#### WHAT TO WORK ON:
Reproduce every entry below word for word, leaving out the pictures.

#### MATERIAL:
****************
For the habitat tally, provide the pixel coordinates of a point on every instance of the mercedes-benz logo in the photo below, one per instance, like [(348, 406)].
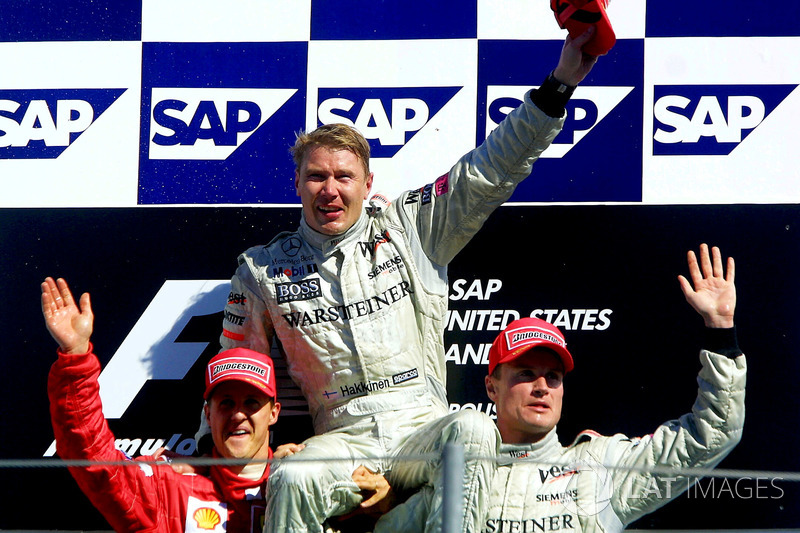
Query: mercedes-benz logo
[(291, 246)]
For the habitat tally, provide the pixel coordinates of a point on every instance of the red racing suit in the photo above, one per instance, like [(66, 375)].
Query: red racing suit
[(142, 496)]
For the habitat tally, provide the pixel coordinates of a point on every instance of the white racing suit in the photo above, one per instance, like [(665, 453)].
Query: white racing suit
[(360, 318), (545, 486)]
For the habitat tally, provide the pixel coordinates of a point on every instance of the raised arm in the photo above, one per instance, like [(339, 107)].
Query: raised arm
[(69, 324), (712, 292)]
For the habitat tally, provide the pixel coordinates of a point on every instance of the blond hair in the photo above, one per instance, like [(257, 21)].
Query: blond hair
****************
#### ANSWER TO THE PROBLEM:
For the habitat tally, provide the pixel coordinates of a point on every instance of the mercedes-benz logo in the photo below, one per instance, like [(348, 406)].
Query: mercedes-benz logo
[(291, 246)]
For the habitat tally, provide the pixel coordinates of a point on every instance of the red racing suit in the photo above, one per instance, like [(66, 375)].
Query: red racing suit
[(142, 496)]
For the habitat tally, provide the pixel coordinates of a point on every instance of the white racing suit in the photo above, one per instance, like [(665, 453)].
Query: white racing suit
[(360, 318), (545, 486)]
For the habitat tally, provide the pixel coordinates of a point on every instance of the raised arm in the photo above, one per instance, like [(339, 107)].
Query: raised arm
[(69, 324), (712, 292)]
For the habitat tally, provide the pixel coordinates of a point on every instance of the blond hair in the photo above, one per instance, like [(257, 21)].
Query: blond hair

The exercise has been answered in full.